◆ Stated goal a: Copy the dataset entries that come after the patent below line for line, leaving out the pictures.

◆ Article:
* * * * * * * * *

A method for transferring data between a surface computer and a downhole assembly may include connecting the surface computer to a single data port in the downhole assembly, transferring data between the surface computer and a first while drilling tool through the data port, and transferring data between the surface computer and a second while drilling tool through the data port.

Patent
   10502051
Priority
Dec 27 2006
Filed
Dec 27 2006
Issued
Dec 10 2019
Expiry
Sep 09 2032
Extension
2083 days
Assg.orig
Entity
Large
0
19
currently ok
1. A method for transferring data between a surface computer and a downhole assembly comprising a first while drilling tool and a second while drilling tool, the method comprising:
connecting the first and second while drilling tools to a data port in the downhole assembly via a high-speed tool data bus;
tripping the first while drilling tool to the surface;
connecting the surface computer to the data port;
after tripping the first while drilling tool to the surface, transferring data between the surface computer and the first while drilling tool through the data port when the first while drilling tool is at the surface; and
after tripping the first while drilling tool to the surface, transferring data between the surface computer and the second while drilling tool through the data port when the first while drilling tool is at the surface.
2. The method of claim 1, wherein transferring data between the surface computer and the first while drilling tool and transferring the data and the second while drilling tool comprises transmitting the data via a wireless connection.
3. The method of claim 1, wherein transferring data between the surface computer and the first while drilling tool and transferring the data and the second while drilling tool comprises transmitting the data via a wired connection to the surface computer.
4. The method of claim 1, wherein transferring data between the surface computer and the first while drilling tool and transferring data between the surface computer and the second while drilling tool comprises transmitting the data via a wired drill pipe system.
5. The method of claim 1, wherein connecting the surface computer to the data port comprises:
connecting an end of a wireline to the single data port.
6. The method of claim 1, wherein the connection between the surface computer and the data port is a wireless connection.
7. The method of claim 1, further comprising storing data collected by the first while drilling tool and the second while drilling tool in a memory device included in the drilling assembly.
8. The method of claim 1, wherein transferring data between the surface computer and the first while drilling tool and transferring data between the surface computer and the second while drilling tool comprises downloading while drilling data collected by the first while drilling tool and downloading while drilling data collected by the second while drilling tool.
9. The method of claim 1, further comprising telemetering at least a portion of the data from the first while drilling tool to the surface computer before tripping the first while drilling tool to the surface.
10. The method of claim 1, wherein transferring data between the surface computer and the second while drilling tool includes transferring data from the second while drilling computer to the first while drilling tool while tripping the first while drilling tool to the surface.

The invention relates generally to the field of transferring data to or from a while drilling tool in a downhole drilling assembly. In particular, the invention relates to collecting data from while drilling tools or sending data to while drilling tools that are interconnected by a high-speed data bus.

Wells are drilled into the Earth to recover deposits of hydrocarbons, such as oil and natural gas, as well as other minerals. The drilling process is complicated and often requires a drilling assembly that include numerous tools and sensors with a drill bit. For example, a typical drilling assembly may include MWD, LWD, and Rotary Steerable tools that may include various sensors, as is known in the art. The data collected by while drilling sensors may be stored in memories in the tools for later retrieval. Each tool may have a data port which can be used to individually retrieve data from each tool.

* * * * * * * * *

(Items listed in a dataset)

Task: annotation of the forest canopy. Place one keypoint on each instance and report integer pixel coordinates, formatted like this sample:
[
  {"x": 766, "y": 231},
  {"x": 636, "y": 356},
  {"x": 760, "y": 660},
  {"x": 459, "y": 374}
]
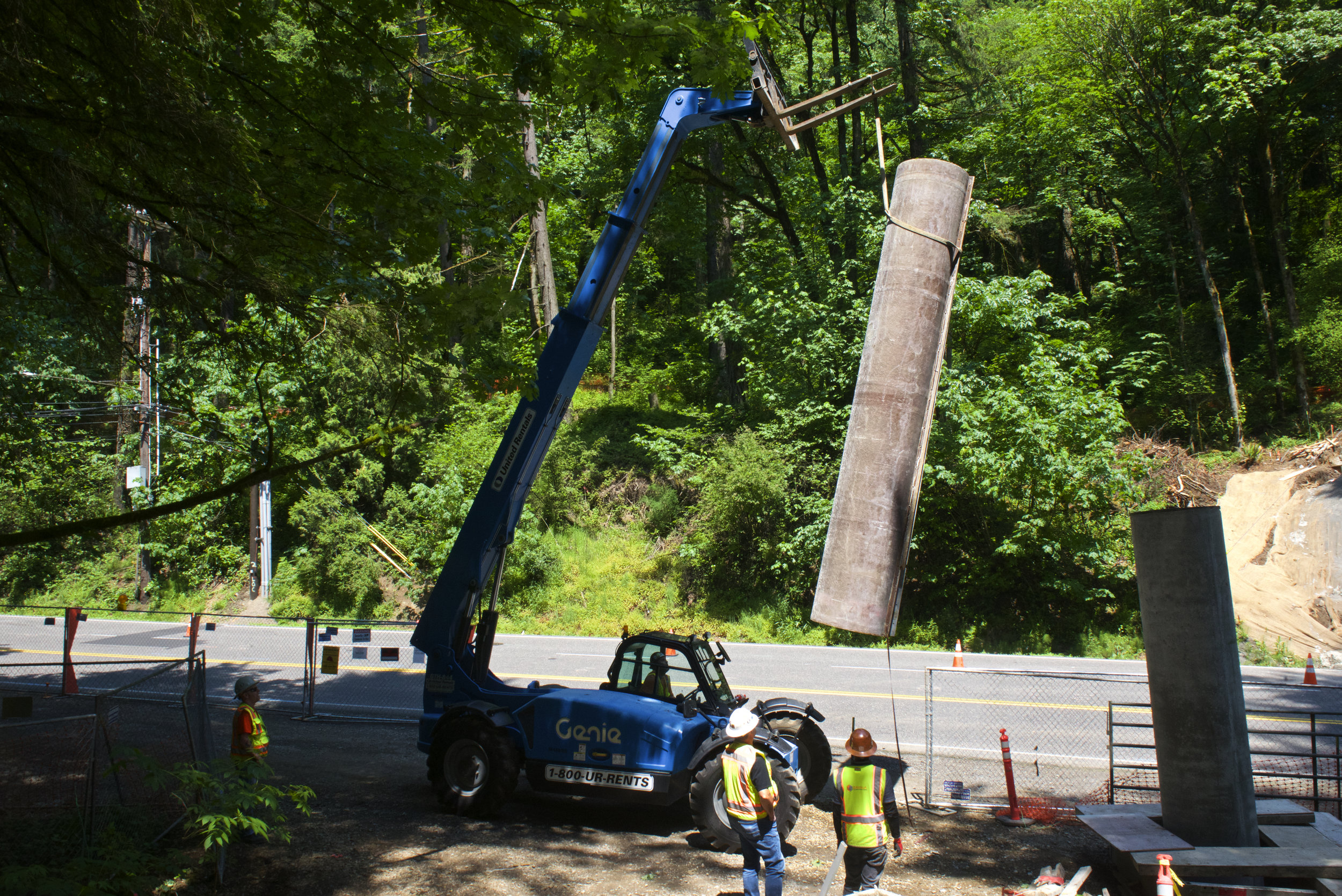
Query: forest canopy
[{"x": 328, "y": 236}]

* * * * * * * * *

◆ Stated goal b:
Answer from the patent:
(i) On what date was the patent issued?
(ii) According to claim 5, what is connected to the single data port?
(iii) Which three kinds of tools does a typical drilling assembly include?

◆ Written response a:
Task: annotation of the forest canopy. Place one keypoint on each instance and report integer pixel coordinates, formatted like this sample:
[
  {"x": 766, "y": 231},
  {"x": 636, "y": 356},
  {"x": 760, "y": 660},
  {"x": 459, "y": 374}
]
Query: forest canopy
[{"x": 328, "y": 236}]

◆ Written response b:
(i) Dec 10 2019
(ii) An end of a wireline
(iii) MWD, LWD, and Rotary Steerable tools